# [Required work]
Every line from the start of the listing below through the line that contains "Identify the white baseboard" is to be reproduced word for word.
-------- Dataset
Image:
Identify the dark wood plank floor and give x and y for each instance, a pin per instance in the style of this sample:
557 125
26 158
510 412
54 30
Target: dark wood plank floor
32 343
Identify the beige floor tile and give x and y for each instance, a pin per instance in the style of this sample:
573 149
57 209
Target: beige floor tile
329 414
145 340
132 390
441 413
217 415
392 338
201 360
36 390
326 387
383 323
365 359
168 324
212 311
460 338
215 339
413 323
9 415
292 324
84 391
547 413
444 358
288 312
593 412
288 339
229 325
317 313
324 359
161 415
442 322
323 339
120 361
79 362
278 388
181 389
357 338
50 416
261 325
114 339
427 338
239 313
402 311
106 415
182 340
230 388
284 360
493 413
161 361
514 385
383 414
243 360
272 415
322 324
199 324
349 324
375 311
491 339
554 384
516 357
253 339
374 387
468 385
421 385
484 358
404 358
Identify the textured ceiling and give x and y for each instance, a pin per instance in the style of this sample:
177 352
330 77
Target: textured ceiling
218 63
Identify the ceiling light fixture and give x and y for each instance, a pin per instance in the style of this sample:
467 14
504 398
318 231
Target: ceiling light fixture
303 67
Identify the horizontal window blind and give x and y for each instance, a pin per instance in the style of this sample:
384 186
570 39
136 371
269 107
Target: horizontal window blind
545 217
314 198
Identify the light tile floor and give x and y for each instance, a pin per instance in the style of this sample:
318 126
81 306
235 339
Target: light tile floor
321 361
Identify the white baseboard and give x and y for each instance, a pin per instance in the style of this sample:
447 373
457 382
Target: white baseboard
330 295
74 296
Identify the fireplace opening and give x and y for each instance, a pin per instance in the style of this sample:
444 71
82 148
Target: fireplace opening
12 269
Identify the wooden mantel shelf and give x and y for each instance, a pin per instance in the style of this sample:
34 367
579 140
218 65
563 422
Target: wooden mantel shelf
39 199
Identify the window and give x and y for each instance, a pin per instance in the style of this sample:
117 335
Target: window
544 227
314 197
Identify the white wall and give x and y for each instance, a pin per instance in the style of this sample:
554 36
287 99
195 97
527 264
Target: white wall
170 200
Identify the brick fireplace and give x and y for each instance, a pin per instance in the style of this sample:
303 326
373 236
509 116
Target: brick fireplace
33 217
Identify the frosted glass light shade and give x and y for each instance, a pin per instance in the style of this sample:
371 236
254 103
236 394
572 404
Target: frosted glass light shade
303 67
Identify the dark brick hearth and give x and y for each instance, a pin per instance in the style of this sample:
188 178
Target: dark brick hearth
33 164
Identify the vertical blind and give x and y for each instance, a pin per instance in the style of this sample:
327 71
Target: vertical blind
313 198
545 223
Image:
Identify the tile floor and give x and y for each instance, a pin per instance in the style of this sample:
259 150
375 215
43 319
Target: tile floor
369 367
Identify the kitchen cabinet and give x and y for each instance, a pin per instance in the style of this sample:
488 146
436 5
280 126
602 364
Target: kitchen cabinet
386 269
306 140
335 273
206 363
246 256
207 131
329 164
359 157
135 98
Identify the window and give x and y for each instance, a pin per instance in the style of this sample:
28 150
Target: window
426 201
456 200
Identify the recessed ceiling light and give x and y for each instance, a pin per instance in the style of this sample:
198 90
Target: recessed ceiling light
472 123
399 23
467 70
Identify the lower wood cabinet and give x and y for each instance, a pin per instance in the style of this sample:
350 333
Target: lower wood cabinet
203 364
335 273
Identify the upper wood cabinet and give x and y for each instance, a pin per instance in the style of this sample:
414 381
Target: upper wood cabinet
----------------
# [Task response]
Image:
Identify the dark wood plank floor and give x and y for each instance, a pin per instance in the style of this sample:
557 125
26 158
510 412
54 30
Target: dark wood plank floor
32 343
Identify the beige floor tile and give x and y for each instance, a pin per instance in the style of this sample:
573 149
57 209
Target: beige floor tile
329 414
145 340
132 390
441 413
217 415
392 338
201 360
36 390
326 387
383 323
365 359
168 324
212 311
460 338
215 339
413 323
9 415
292 324
84 391
547 413
444 358
288 312
593 412
288 339
229 325
317 313
324 359
161 415
442 322
323 339
120 361
79 362
278 388
181 389
357 338
50 416
261 325
114 339
427 338
239 313
402 311
106 415
182 340
230 388
284 360
493 413
161 361
514 385
383 414
243 360
272 415
322 324
199 324
349 324
375 311
491 339
554 384
516 357
253 339
374 387
468 385
421 385
484 358
404 358
Identify the textured ceiling and give x and y for each instance, a pin per instance in the style of this sample:
177 352
330 77
Target: textured ceiling
218 63
Identify the ceiling light fixture and give x and y for each instance, a pin per instance in the style of this sample:
467 14
504 398
318 231
Target: ceiling light fixture
303 67
Identify the horizontal window blind and give x and y for each instance, a pin per instance in the style of this sample:
384 186
570 39
136 371
269 107
Target: horizontal window blind
545 217
314 198
Identify the light tile floor and give x and y for each instance, a pin per instance in the style of this sample:
318 126
81 306
235 339
Target: light tile floor
321 361
Identify the white baseboard and give x and y for each instance, a pin per instance in the style of this sample:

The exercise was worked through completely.